Task item = The data below is to be written out exactly, with no pictures.

Given information =
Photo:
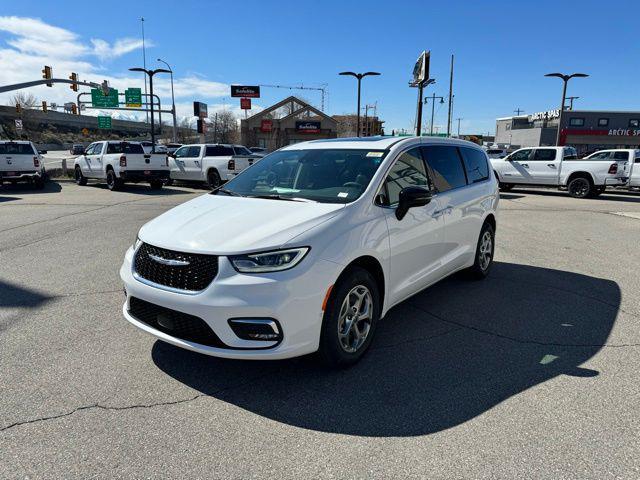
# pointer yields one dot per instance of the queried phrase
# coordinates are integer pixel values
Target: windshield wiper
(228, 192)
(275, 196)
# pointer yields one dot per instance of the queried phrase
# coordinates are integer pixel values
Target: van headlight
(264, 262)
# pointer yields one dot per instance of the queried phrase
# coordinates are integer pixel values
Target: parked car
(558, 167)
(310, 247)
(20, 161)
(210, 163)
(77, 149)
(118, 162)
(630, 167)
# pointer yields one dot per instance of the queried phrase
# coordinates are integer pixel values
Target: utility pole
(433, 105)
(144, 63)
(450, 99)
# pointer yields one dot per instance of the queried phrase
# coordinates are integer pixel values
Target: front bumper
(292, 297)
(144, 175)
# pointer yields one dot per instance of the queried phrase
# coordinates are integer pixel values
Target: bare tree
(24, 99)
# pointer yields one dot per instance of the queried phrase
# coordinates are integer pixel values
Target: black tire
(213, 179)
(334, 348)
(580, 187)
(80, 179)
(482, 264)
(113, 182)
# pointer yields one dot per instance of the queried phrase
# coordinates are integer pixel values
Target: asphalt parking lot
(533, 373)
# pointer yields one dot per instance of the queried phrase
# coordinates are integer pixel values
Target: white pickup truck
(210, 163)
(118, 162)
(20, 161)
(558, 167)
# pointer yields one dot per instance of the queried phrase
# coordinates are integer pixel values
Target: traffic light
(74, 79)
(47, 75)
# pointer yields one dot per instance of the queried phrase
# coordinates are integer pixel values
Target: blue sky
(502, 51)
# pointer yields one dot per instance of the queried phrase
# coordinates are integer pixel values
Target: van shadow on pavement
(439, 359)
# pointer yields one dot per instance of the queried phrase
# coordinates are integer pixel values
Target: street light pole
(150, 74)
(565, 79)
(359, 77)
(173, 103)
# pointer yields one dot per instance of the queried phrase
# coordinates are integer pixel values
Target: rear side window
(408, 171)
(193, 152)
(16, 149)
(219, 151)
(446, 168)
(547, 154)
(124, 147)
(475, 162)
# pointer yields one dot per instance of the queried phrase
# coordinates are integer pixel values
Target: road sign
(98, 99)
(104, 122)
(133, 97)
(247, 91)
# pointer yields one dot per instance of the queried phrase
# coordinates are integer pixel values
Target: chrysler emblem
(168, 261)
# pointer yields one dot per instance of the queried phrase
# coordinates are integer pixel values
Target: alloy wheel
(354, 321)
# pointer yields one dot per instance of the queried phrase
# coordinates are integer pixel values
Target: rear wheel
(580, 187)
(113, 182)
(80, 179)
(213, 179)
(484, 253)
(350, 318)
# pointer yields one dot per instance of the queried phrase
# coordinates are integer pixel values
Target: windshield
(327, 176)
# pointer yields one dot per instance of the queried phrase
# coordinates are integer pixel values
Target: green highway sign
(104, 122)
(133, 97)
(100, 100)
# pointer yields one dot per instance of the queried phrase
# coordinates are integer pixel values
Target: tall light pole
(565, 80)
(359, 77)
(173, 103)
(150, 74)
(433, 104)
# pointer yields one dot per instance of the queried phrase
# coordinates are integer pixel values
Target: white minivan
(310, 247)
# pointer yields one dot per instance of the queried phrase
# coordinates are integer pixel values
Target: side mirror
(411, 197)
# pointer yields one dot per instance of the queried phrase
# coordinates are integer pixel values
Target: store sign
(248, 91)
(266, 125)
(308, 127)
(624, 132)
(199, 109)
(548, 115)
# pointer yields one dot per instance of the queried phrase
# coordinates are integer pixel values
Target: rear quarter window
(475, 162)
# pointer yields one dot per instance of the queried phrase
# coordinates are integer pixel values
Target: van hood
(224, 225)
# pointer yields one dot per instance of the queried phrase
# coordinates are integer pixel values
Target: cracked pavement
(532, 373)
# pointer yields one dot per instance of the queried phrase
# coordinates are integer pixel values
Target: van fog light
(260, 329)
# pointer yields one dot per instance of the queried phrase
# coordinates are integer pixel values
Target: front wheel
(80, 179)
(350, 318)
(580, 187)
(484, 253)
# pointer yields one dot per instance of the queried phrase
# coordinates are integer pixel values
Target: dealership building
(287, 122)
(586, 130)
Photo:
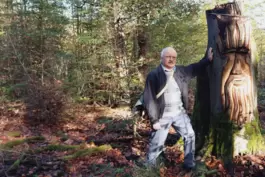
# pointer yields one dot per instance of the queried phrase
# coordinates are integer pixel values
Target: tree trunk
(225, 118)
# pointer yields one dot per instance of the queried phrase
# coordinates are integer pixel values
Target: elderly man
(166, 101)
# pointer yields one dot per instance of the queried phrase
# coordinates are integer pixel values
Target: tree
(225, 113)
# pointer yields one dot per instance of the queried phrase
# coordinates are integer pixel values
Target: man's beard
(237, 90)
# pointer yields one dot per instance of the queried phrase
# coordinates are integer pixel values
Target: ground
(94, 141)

Written response =
Photo:
# pointer yields one dot per instance of the queried phrase
# coordinates are integer pixel values
Target: windshield wiper
(228, 192)
(275, 196)
# pointer yields one dot per instance of the queried phrase
# coordinates are integer pixel values
Target: van headlight
(264, 262)
# pointer yields one dot per instance of the queried phrase
# coordinates are integer pixel values
Target: parked car
(558, 167)
(310, 247)
(20, 161)
(210, 163)
(77, 149)
(118, 162)
(630, 167)
# pointer yields one dot per instance of the queried phrase
# coordinates are integer pixel values
Target: utility pole
(433, 105)
(144, 63)
(450, 99)
# pointer yields one dot per instance of the queried phrase
# coordinates are integer pixel values
Target: front bumper
(292, 297)
(144, 175)
# pointer yields one dot per instance of the queried phrase
# coordinates are integer pixel values
Target: bare tree
(24, 99)
# pointer yields one dot per instance of the queried phrase
# coordinates are integer pixel values
Target: black tire
(213, 179)
(334, 348)
(580, 187)
(80, 179)
(482, 264)
(113, 182)
# pointer yields one dot per instance of the queried phrase
# coordinates are integer pixel values
Target: asphalt parking lot
(533, 373)
# pointer yields one dot per instance of the queried phrase
# coordinates are integer pixel values
Target: white pickup truck
(210, 163)
(118, 162)
(20, 161)
(558, 167)
# pointer yields one dot per instance of the queried phrase
# coordinates are integer pixel values
Target: traffic light
(74, 79)
(47, 75)
# pointer yields one dot per instance of the queried phrase
# coordinates are integer pixel values
Target: blue sky
(502, 51)
# pointer yields one dot per instance of the queried phrase
# coordinates are integer pixel values
Target: van shadow on pavement
(439, 359)
# pointer yields one dot per instance of the queried phrase
# coordinates are integer pixel values
Target: street light pole
(150, 74)
(565, 79)
(359, 77)
(173, 103)
# pointer yields one dot per instance of the queried phrase
# coordinates are integer pixel values
Target: rear side window
(408, 171)
(193, 152)
(16, 149)
(219, 151)
(446, 168)
(547, 154)
(124, 147)
(475, 162)
# pointer yields one dot per instance of the queried phrase
# coordinates are integer pixel values
Target: road sign
(98, 99)
(104, 122)
(133, 97)
(247, 91)
# pointer yields one dot per instance of the queried phrase
# coordinates are integer pixel values
Target: chrysler emblem
(168, 261)
# pointer yields one dot per instance of the queried phrase
# coordinates are integer pixel values
Target: alloy wheel
(354, 321)
# pointer yields one dot per instance of the queried phrase
# coordinates are integer pixel values
Target: rear wheel
(580, 187)
(113, 182)
(80, 179)
(213, 179)
(484, 253)
(350, 318)
# pointer yields one dot per instance of the queried phrase
# coordinates are integer pixel values
Target: windshield
(327, 176)
# pointer yields one dot per instance of the queried phrase
# coordinates are integer pixel values
Target: green highway sign
(104, 122)
(133, 97)
(100, 100)
# pointer yields one dot per instance of the queried phrase
# coordinates are integer pixel values
Target: tall light pole
(565, 80)
(359, 77)
(173, 103)
(150, 74)
(433, 104)
# pointer yields one dot per instance of the queried phrase
# coordinates are integer pixel values
Target: white minivan
(310, 247)
# pointer yields one dot per instance of the queried phrase
# coordinates are integer pixel values
Target: side mirror
(411, 197)
# pointer yields one dot per instance of the queried phrase
# coordinates are integer pixel values
Target: store sign
(248, 91)
(266, 125)
(308, 127)
(624, 132)
(199, 109)
(548, 115)
# pointer yields one dot per instance of the queried phrase
# coordinates are integer pixel values
Target: rear quarter window
(475, 162)
# pointer yields one dot per instance of the queried phrase
# coordinates are integer pixel values
Target: van hood
(224, 225)
# pointer yields one dot per instance of the queried phrase
# coordinates are integer pixel values
Target: cracked pavement
(532, 373)
# pointer yields one dot per instance of the queried phrase
# coordinates are integer pixel values
Target: van fog light
(260, 329)
# pointer yields one dot per instance of the queried phrase
# coordinates are integer pixel values
Target: front wheel
(80, 179)
(350, 318)
(580, 187)
(484, 253)
# pointer yields one dot per instance of the queried phrase
# coordinates are integer pixel values
Target: dealership building
(287, 122)
(586, 130)
Photo:
# pointer yields one dot per instance of the queried phrase
# coordinates are integer pixel values
Target: tree trunk
(225, 118)
# pointer yields one dot per instance of the queried phrase
# coordinates are integer pixel values
Target: elderly man
(166, 101)
# pointer yields one dot per instance of the queried phrase
# coordinates are integer pixel values
Target: tree
(225, 113)
# pointer yields one dot per instance of the queried phrase
# coordinates are integer pixel values
Target: man's beard
(237, 90)
# pointer yields one dot per instance of the queried phrase
# coordinates are integer pixel values
Target: ground
(94, 141)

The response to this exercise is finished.